### Aim of the exercise:
Give all of the material below as a two-column CSV with the columns "text" and "answer", one row for each text paired with its answer, with every field in double quotes and line breaks replaced by spaces. Leave the pictures out.

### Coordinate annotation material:
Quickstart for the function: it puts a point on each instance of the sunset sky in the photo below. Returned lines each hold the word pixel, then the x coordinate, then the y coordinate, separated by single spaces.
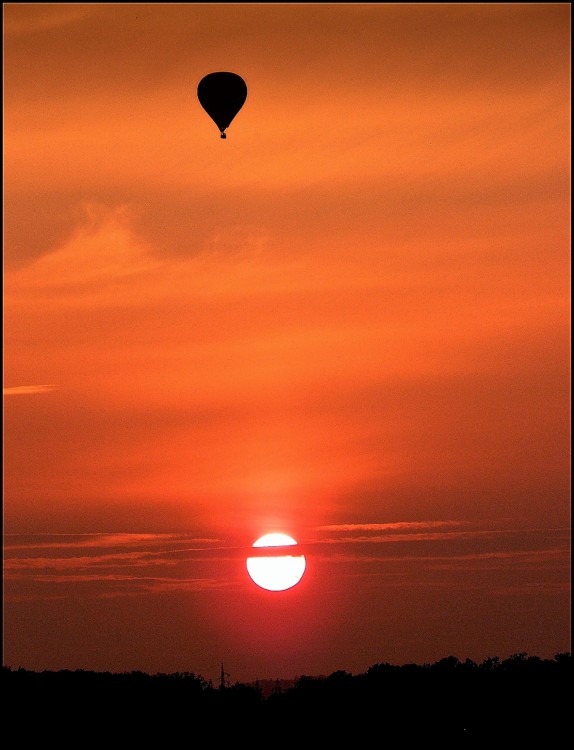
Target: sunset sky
pixel 348 322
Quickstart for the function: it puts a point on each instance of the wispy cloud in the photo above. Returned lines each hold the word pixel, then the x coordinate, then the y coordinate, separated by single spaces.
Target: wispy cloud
pixel 26 390
pixel 402 525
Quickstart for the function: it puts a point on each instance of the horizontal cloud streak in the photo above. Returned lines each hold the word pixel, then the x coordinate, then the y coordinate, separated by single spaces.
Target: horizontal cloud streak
pixel 25 390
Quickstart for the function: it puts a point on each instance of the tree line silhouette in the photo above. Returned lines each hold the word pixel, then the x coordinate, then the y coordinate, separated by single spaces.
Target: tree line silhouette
pixel 496 703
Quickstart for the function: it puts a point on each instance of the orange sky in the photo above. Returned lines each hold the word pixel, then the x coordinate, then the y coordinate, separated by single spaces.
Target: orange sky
pixel 349 321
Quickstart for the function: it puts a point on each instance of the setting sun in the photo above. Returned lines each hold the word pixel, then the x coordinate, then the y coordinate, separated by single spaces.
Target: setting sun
pixel 276 572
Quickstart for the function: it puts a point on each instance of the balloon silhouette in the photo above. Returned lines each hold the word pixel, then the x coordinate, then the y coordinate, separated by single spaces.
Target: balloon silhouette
pixel 222 95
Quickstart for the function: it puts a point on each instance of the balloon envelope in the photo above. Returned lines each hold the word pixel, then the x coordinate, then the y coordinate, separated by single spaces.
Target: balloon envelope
pixel 222 95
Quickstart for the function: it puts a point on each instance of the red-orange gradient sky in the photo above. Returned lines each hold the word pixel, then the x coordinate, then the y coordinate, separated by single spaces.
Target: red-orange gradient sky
pixel 349 322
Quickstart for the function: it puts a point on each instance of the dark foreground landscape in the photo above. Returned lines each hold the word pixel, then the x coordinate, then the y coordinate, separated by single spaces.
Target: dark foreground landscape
pixel 497 703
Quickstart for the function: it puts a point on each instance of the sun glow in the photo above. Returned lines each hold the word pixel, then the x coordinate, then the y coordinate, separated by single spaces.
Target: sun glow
pixel 276 572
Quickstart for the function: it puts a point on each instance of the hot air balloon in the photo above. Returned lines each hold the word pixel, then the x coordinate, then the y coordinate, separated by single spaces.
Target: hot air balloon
pixel 222 95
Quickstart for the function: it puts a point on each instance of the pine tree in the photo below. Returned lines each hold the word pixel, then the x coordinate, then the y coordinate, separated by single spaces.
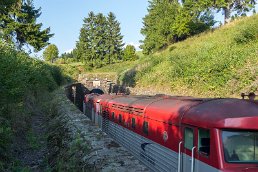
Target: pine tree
pixel 114 39
pixel 129 53
pixel 51 53
pixel 100 41
pixel 18 24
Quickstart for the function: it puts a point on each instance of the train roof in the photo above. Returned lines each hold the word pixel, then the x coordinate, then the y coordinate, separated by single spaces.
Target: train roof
pixel 219 113
pixel 224 113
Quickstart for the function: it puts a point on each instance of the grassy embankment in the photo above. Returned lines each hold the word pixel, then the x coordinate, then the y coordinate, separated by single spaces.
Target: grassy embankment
pixel 222 63
pixel 25 83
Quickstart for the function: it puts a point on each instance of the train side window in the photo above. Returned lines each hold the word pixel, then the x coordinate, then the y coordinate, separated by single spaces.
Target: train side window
pixel 120 118
pixel 100 109
pixel 133 123
pixel 145 127
pixel 113 115
pixel 204 141
pixel 188 138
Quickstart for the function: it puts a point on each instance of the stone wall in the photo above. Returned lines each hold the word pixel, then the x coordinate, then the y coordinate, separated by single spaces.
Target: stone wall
pixel 76 144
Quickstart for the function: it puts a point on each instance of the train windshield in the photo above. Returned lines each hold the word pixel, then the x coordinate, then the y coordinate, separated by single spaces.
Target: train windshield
pixel 240 146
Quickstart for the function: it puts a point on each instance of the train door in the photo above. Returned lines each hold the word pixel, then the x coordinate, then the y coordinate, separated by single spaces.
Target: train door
pixel 188 149
pixel 97 112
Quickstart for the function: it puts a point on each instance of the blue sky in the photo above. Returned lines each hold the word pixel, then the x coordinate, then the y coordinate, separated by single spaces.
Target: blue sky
pixel 65 18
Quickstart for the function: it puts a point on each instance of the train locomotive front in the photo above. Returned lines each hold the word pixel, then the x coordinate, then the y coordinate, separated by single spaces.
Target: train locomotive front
pixel 181 134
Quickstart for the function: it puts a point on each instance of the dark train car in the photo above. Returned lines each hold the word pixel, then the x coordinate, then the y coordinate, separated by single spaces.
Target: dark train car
pixel 181 134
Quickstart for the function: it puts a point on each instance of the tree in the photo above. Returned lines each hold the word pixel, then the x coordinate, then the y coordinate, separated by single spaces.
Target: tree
pixel 240 7
pixel 114 39
pixel 51 53
pixel 100 41
pixel 169 21
pixel 18 24
pixel 129 53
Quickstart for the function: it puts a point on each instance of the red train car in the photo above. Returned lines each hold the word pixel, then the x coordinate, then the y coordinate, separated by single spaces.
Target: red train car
pixel 181 134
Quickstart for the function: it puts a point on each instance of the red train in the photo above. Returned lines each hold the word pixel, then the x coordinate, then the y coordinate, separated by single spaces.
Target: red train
pixel 181 134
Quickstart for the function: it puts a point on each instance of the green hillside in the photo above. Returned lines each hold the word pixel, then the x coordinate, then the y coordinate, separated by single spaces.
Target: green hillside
pixel 222 62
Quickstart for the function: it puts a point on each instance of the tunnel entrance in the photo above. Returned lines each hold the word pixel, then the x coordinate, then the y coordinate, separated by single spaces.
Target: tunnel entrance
pixel 75 93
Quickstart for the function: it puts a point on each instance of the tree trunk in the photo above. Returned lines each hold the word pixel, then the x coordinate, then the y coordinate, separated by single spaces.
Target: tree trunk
pixel 227 14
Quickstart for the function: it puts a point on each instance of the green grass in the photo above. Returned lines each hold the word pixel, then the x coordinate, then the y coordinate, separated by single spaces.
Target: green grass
pixel 219 63
pixel 222 62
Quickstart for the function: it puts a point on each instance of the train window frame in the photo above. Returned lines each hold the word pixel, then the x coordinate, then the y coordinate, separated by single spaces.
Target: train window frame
pixel 113 115
pixel 133 123
pixel 204 142
pixel 187 143
pixel 100 108
pixel 120 118
pixel 145 127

### Result:
text,answer
"Quickstart for the function: it puts a point on each instance of the sunset sky in the photo below. Returned lines each hold the word pixel, then the x coordinate, then the y coordinate, separated by single spaces. Target: sunset sky","pixel 348 322"
"Quickstart for the function: it puts a point on each instance of the wispy cloud in the photo above. Returned lines each hold the word pixel, then the x coordinate, then the y coordinate, separated by single spaces. Target: wispy cloud","pixel 26 390 pixel 402 525"
"Quickstart for the function: it puts a point on each instance of the horizontal cloud streak in the photo above. Returned lines each hold the word pixel, then the x coordinate, then the y coordinate, separated by single spaces. Target: horizontal cloud streak","pixel 25 390"
"Quickstart for the function: it puts a point on each instance of the tree line silhouette in the photo above. Returned lines each hold the word pixel, then the x coordinate, then the y coordinate, separated by single spaces. Target: tree line silhouette","pixel 496 703"
"Quickstart for the function: it puts a point on each instance of the orange sky in the photo above. Returned lines each hold the word pixel, then the x coordinate, then the y coordinate, separated by single spaces. Target: orange sky","pixel 349 321"
"Quickstart for the function: it puts a point on each instance of the setting sun in the photo above. Returned lines each hold the word pixel, then the x coordinate, then the y coordinate, separated by single spaces. Target: setting sun","pixel 276 572"
"Quickstart for the function: it puts a point on each instance of the balloon silhouette in the photo above. Returned lines each hold the word pixel, then the x coordinate, then the y coordinate, separated by single spaces. Target: balloon silhouette","pixel 222 95"
"Quickstart for the function: it puts a point on each instance of the balloon envelope in the photo above. Returned lines each hold the word pixel, then the x coordinate, then the y coordinate, separated by single spaces. Target: balloon envelope","pixel 222 95"
"Quickstart for the function: it puts a point on each instance of the red-orange gradient sky in the photo above. Returned lines each hold the word pixel, then the x coordinate, then the y coordinate, separated by single spaces. Target: red-orange gradient sky","pixel 349 322"
"Quickstart for the function: it puts a point on each instance of the dark foreground landscape in the photo above. Returned lines each hold the word pixel, then the x coordinate, then the y coordinate, separated by single spaces. Target: dark foreground landscape","pixel 497 703"
"Quickstart for the function: it puts a point on each instance of the sun glow in the photo above. Returned lines each hold the word pixel, then the x coordinate, then the y coordinate, separated by single spaces. Target: sun glow","pixel 276 572"
"Quickstart for the function: it puts a point on each instance of the hot air balloon in the photo above. Returned lines each hold the word pixel, then the x coordinate, then the y coordinate, separated by single spaces. Target: hot air balloon","pixel 222 95"
"Quickstart for the function: it puts a point on each instance of the pine tree in the photo below. Returned lines each hold the word pixel, then the x coordinate, then the y coordinate, separated by single spaces. Target: pine tree","pixel 114 39 pixel 129 53 pixel 51 53 pixel 100 41 pixel 18 24"
"Quickstart for the function: it puts a point on each instance of the train roof in the photo above. Returned lines each hold the word pixel, then the x coordinate, then the y coordinate, separated by single spaces. Target: train roof","pixel 219 113 pixel 224 113"
"Quickstart for the function: it puts a point on each instance of the grassy embankment in the photo above. Returned lines each hold the word pixel, then the x coordinate, then the y coordinate, separated by single spaces. Target: grassy embankment","pixel 222 63 pixel 25 83"
"Quickstart for the function: it puts a point on each instance of the train side window in the photo above. Returned lines each hold the word pixel, then the x coordinate, then the y coordinate, separated by single spaces. Target: train side window","pixel 120 118 pixel 100 109 pixel 133 123 pixel 145 127 pixel 113 115 pixel 204 141 pixel 188 138"
"Quickstart for the function: it puts a point on each instance of the stone wall in the photo above. Returned lines each hold the word pixel, then the x coordinate, then the y coordinate, separated by single spaces. Target: stone wall","pixel 76 144"
"Quickstart for the function: it puts a point on each instance of the train windshield in the photo above. Returned lines each hold the word pixel, then the x coordinate, then the y coordinate, separated by single spaces. Target: train windshield","pixel 240 146"
"Quickstart for the function: it puts a point on each instance of the train door in the photo above. Returned lines each hold the word pixel, then the x coordinate, then the y coordinate, separated by single spaces. Target: train door","pixel 188 149 pixel 97 112"
"Quickstart for the function: it puts a point on each instance of the blue sky in the photo above. Returned lines each hold the word pixel, then the x coordinate, then the y coordinate, separated by single spaces. Target: blue sky","pixel 65 18"
"Quickstart for the function: it puts a point on each instance of the train locomotive front in the photo above. Returned lines each hold the word pixel, then the x coordinate, then the y coordinate, separated by single spaces. Target: train locomotive front","pixel 181 134"
"Quickstart for the function: it puts a point on each instance of the dark train car in the photo above. Returned lines each hold the word pixel, then the x coordinate, then the y coordinate, separated by single spaces. Target: dark train car","pixel 181 134"
"Quickstart for the function: it puts a point on each instance of the tree in the photo above. Returned lines each hold the word pixel, then the x coordinate, then the y coordinate, separated by single spaces. Target: tree","pixel 240 7 pixel 114 39 pixel 51 53 pixel 100 41 pixel 169 21 pixel 18 24 pixel 129 53"
"Quickstart for the function: it puts a point on each instance of the red train car in the photo above. Returned lines each hold the word pixel, then the x coordinate, then the y coordinate, separated by single spaces. Target: red train car","pixel 181 134"
"Quickstart for the function: it puts a point on each instance of the red train in the photo above. Returned lines each hold the word pixel, then the x coordinate, then the y coordinate, separated by single spaces. Target: red train","pixel 181 134"
"Quickstart for the function: it puts a point on each instance of the green hillside in the photo above. Returned lines each hold the word pixel, then the x coordinate, then the y coordinate, separated by single spaces. Target: green hillside","pixel 222 62"
"Quickstart for the function: it puts a point on each instance of the tunnel entrance in the photo above. Returned lines each hold the word pixel, then the x coordinate, then the y coordinate, separated by single spaces. Target: tunnel entrance","pixel 75 93"
"Quickstart for the function: it puts a point on each instance of the tree trunk in the photo above. Returned lines each hold the word pixel, then the x coordinate, then the y coordinate, separated by single spaces. Target: tree trunk","pixel 227 14"
"Quickstart for the function: it puts a point on each instance of the green grass in the photo above. Returned lines each hold the word pixel, then the x coordinate, then the y coordinate, separated by single spaces. Target: green grass","pixel 219 63 pixel 222 62"
"Quickstart for the function: it puts a point on each instance of the train window frame in the photo above. Returned lines each hold the word pixel, then the x coordinate, then the y coordinate, separated by single spaces. Target: train window frame","pixel 113 115 pixel 133 123 pixel 204 142 pixel 187 143 pixel 100 108 pixel 120 118 pixel 145 127"